### Description of the task
Write out the entries below exactly. End with the line that contains "positive clicks: (288, 569)".

### Records supplied
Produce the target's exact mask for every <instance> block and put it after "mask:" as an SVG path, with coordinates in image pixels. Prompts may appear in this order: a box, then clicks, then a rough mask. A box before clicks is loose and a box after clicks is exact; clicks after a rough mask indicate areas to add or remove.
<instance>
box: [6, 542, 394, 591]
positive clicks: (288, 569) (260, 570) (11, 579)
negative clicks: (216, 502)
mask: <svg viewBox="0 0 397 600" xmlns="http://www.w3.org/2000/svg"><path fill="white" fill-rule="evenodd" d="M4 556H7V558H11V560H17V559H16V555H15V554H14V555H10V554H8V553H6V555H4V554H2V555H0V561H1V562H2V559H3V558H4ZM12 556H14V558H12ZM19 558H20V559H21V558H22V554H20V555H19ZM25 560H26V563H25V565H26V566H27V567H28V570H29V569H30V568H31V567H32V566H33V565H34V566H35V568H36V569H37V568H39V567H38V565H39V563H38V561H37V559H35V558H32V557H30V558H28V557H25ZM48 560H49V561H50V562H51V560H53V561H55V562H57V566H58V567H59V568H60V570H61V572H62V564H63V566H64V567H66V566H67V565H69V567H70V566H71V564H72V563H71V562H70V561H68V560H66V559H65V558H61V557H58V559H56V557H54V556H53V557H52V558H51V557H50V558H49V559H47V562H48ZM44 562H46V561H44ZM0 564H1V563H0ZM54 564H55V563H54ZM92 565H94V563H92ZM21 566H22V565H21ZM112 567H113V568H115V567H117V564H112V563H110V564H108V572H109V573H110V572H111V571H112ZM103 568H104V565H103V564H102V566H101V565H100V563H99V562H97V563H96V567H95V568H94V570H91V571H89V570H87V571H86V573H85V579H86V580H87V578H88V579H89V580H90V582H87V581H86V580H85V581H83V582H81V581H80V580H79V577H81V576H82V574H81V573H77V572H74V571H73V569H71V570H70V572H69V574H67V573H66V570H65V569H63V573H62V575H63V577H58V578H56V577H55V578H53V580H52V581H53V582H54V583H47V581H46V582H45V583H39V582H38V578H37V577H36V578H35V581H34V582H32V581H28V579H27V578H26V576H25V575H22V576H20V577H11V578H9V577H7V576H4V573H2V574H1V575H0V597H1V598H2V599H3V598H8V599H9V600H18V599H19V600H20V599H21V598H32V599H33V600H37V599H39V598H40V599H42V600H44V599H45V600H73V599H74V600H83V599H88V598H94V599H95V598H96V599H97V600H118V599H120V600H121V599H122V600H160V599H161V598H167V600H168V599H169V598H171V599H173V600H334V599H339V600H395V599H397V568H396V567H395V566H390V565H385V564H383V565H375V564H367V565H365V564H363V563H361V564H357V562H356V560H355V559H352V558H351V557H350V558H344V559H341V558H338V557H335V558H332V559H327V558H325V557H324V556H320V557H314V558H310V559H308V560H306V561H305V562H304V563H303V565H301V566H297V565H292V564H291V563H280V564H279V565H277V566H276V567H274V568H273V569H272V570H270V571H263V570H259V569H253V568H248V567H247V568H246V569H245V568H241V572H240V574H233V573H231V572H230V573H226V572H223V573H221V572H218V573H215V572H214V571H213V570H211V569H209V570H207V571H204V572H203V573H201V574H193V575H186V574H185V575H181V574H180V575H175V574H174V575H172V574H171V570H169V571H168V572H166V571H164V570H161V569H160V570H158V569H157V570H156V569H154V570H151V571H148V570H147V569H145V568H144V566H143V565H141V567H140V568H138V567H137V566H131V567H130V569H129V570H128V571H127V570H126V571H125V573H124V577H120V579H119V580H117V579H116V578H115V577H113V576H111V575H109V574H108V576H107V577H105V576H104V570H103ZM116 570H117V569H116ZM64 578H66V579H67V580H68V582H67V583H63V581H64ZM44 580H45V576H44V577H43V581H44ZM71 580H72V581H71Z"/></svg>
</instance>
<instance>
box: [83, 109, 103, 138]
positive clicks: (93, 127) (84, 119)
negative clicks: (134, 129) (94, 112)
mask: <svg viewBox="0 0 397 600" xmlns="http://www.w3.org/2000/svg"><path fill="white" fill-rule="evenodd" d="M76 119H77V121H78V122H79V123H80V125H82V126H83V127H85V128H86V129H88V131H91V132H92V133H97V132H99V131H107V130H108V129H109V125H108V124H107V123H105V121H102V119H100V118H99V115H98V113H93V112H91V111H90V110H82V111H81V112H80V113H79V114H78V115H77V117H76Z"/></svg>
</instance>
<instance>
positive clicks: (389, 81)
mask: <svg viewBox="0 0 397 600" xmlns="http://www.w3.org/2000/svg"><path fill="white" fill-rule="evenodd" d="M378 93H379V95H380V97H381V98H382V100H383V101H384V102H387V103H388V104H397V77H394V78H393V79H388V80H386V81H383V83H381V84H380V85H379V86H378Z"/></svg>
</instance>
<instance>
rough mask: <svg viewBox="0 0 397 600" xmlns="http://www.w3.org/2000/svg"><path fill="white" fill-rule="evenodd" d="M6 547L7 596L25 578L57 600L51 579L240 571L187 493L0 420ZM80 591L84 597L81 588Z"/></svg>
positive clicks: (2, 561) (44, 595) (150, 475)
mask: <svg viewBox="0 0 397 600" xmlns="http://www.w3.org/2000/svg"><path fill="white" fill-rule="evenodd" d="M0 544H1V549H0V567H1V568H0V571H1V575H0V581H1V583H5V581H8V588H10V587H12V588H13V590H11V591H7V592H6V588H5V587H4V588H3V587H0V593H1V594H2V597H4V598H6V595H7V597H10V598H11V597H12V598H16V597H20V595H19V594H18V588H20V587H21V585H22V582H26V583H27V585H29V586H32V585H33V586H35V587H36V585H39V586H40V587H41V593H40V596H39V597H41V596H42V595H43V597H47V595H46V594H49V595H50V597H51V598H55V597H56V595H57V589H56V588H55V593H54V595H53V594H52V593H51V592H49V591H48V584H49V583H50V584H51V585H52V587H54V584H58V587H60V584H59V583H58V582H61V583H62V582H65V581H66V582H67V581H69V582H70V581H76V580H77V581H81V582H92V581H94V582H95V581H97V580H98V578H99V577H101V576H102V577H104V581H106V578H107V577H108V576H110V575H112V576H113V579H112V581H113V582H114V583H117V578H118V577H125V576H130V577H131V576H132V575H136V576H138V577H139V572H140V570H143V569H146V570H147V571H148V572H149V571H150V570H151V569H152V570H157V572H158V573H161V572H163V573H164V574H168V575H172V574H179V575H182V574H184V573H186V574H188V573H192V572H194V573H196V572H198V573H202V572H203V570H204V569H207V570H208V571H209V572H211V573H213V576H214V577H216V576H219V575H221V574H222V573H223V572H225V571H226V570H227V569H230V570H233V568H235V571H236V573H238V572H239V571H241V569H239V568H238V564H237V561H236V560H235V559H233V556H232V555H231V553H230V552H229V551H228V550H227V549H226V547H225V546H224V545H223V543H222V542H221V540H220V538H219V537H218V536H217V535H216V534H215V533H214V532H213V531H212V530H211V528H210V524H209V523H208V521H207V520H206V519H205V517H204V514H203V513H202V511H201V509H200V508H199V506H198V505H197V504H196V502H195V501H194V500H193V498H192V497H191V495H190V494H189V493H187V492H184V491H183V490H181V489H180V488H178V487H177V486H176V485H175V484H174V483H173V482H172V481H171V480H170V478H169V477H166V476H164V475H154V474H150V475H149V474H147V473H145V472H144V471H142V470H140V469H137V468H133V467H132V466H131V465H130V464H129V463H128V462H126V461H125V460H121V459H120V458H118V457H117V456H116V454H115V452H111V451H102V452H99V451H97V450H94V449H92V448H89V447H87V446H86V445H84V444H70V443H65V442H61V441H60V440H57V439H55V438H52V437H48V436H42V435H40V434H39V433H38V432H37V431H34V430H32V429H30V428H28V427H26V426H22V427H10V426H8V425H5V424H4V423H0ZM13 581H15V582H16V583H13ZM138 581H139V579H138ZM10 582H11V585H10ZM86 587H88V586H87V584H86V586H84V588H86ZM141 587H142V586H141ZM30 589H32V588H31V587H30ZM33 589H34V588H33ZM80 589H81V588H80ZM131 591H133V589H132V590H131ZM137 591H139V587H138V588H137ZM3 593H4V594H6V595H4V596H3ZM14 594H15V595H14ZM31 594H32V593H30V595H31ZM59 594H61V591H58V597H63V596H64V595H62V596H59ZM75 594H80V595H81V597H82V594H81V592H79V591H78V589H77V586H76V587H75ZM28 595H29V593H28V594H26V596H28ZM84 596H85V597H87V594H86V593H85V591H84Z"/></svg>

### Reply
Produce the target's exact mask for every <instance> block and put it after "mask:" as an SVG path, with coordinates in image pixels. Prompts may appear in this order: a box, then clicks, then a rough mask. A box before clicks is loose and a box after clicks is exact; clicks after a rough mask indicate areas to add or remove.
<instance>
box: [6, 542, 394, 591]
positive clicks: (288, 569) (260, 570) (11, 579)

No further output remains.